Direction>
Gather every line in the material that contains the word "grey" and copy each of those lines in full.

___

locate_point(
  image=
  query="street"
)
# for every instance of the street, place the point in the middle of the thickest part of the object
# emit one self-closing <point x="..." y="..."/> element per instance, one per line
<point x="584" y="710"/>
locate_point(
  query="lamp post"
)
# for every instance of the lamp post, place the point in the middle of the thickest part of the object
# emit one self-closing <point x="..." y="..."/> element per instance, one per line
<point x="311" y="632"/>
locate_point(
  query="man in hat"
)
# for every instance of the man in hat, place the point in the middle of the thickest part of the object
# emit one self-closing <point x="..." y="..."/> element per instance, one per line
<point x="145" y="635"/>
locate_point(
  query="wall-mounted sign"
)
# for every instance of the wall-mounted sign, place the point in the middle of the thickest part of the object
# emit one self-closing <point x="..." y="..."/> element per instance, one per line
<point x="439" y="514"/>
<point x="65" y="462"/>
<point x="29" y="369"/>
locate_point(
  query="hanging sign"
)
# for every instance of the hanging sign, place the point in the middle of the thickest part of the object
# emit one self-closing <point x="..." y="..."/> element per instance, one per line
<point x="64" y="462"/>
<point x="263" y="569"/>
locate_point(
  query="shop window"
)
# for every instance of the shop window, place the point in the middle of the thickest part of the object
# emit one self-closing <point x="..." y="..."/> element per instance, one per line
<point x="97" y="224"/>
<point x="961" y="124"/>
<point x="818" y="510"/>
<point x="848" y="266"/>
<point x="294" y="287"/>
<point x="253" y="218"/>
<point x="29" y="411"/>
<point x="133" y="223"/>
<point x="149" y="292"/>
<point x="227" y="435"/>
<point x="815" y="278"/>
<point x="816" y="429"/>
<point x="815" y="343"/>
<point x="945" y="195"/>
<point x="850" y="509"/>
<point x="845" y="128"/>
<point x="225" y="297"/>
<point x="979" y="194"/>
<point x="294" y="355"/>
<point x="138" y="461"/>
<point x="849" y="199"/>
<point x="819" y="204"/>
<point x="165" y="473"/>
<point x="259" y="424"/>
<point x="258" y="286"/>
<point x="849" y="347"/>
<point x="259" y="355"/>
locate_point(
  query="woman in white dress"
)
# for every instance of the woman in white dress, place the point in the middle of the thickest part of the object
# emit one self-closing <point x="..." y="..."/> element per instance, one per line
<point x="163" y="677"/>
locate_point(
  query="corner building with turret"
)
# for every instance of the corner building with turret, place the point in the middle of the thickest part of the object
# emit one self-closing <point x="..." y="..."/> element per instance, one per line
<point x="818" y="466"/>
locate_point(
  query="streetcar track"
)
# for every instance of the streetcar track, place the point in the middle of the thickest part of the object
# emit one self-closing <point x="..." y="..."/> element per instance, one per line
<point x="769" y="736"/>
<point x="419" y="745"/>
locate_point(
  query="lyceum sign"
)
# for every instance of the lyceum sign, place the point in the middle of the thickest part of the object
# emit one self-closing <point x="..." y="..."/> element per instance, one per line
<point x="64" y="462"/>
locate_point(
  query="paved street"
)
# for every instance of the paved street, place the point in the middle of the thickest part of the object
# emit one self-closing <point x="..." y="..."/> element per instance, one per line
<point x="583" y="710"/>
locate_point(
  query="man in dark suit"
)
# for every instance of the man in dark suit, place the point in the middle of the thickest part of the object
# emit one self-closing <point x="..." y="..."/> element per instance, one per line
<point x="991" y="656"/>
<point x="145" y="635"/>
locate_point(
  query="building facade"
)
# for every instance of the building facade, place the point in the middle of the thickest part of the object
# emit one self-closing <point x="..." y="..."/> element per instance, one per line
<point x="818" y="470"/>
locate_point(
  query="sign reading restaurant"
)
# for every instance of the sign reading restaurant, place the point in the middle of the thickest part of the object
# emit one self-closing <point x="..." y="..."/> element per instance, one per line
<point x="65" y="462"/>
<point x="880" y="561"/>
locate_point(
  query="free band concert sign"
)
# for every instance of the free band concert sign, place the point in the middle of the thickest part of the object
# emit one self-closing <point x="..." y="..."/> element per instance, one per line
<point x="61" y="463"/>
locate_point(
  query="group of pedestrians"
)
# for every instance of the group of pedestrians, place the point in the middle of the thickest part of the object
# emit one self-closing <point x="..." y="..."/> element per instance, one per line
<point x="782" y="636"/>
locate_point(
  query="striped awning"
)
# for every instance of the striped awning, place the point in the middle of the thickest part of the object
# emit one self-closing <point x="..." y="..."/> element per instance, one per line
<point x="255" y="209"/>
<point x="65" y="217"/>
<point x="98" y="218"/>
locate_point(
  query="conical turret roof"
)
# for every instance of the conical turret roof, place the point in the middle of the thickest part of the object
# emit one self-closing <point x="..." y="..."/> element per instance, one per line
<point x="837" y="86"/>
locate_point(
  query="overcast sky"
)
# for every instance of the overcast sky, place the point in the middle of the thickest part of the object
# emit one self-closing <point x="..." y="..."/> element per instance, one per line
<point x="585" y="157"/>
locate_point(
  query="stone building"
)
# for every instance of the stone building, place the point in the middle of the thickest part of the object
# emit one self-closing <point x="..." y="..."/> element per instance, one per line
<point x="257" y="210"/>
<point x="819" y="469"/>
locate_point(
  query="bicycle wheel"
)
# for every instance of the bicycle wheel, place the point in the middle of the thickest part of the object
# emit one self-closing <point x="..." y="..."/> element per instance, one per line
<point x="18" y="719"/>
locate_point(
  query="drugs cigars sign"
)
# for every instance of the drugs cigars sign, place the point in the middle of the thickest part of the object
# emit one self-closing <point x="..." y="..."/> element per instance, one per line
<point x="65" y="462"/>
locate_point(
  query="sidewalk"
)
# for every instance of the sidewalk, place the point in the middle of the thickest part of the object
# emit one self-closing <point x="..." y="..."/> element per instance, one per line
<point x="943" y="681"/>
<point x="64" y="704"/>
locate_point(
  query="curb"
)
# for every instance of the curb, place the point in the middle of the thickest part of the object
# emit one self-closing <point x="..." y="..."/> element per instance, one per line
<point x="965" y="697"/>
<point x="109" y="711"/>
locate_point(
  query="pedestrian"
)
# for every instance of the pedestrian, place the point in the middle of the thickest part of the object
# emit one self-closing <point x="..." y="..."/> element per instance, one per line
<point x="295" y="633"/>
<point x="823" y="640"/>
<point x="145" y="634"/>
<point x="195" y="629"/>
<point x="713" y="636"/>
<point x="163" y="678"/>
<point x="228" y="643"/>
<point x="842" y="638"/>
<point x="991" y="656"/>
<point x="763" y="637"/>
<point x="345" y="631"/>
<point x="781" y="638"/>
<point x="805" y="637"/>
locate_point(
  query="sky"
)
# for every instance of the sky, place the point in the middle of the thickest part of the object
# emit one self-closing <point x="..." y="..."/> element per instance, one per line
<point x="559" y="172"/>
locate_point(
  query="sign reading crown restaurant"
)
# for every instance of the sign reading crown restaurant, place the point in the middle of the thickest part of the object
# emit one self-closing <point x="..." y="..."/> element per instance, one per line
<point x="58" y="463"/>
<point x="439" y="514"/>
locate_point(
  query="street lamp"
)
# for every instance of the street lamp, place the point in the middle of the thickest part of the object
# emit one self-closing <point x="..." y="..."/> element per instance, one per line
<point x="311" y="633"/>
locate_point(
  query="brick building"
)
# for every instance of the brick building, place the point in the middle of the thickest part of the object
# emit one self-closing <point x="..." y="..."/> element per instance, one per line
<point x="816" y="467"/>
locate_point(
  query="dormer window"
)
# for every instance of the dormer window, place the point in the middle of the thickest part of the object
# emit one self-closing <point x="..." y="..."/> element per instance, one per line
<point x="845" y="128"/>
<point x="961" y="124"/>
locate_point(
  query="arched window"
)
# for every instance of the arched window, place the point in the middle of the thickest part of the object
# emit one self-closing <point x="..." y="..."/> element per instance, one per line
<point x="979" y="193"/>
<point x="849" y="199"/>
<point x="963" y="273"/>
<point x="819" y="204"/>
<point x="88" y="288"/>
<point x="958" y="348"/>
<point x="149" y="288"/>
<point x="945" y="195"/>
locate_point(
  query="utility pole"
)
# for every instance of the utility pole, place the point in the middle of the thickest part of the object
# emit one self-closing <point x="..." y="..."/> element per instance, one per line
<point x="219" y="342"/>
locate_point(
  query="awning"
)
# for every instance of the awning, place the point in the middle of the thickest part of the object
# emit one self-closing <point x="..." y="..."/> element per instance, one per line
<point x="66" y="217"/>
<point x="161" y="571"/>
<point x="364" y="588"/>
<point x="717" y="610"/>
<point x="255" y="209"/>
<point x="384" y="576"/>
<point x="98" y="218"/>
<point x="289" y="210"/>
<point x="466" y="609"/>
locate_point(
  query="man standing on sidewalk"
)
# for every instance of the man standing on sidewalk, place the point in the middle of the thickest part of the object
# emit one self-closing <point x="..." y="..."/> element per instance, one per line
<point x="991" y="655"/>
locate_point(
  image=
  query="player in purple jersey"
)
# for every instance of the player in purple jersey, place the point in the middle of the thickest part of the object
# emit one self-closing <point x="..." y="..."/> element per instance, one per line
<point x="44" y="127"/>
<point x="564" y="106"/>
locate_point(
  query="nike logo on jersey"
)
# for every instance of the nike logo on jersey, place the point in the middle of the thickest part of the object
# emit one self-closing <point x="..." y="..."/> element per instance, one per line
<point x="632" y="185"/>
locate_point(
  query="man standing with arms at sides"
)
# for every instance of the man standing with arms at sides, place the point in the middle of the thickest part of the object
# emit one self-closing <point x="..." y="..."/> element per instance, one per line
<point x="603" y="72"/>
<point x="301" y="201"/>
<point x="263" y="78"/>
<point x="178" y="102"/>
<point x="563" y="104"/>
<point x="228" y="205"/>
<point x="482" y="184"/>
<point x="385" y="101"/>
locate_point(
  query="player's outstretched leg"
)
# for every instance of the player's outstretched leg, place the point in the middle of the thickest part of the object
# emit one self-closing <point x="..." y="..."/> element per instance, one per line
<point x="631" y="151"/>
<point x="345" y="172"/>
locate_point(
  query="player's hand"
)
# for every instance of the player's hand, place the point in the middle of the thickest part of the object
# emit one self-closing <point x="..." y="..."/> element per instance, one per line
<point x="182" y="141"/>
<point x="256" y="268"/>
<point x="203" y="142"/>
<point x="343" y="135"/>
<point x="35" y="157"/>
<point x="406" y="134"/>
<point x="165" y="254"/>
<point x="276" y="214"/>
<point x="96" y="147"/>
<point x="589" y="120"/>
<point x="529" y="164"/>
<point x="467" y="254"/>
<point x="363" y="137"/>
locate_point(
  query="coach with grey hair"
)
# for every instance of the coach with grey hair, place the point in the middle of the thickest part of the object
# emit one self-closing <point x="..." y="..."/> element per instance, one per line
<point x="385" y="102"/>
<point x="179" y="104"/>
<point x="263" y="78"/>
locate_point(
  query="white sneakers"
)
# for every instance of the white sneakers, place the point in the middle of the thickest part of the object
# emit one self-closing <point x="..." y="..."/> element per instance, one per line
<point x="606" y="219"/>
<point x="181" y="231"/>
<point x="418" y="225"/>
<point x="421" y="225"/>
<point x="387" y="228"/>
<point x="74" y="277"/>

___

Result for this exercise>
  query="coach with grey hair"
# for every instance of the coach with grey hair, place the point in the middle of the thickest part of the object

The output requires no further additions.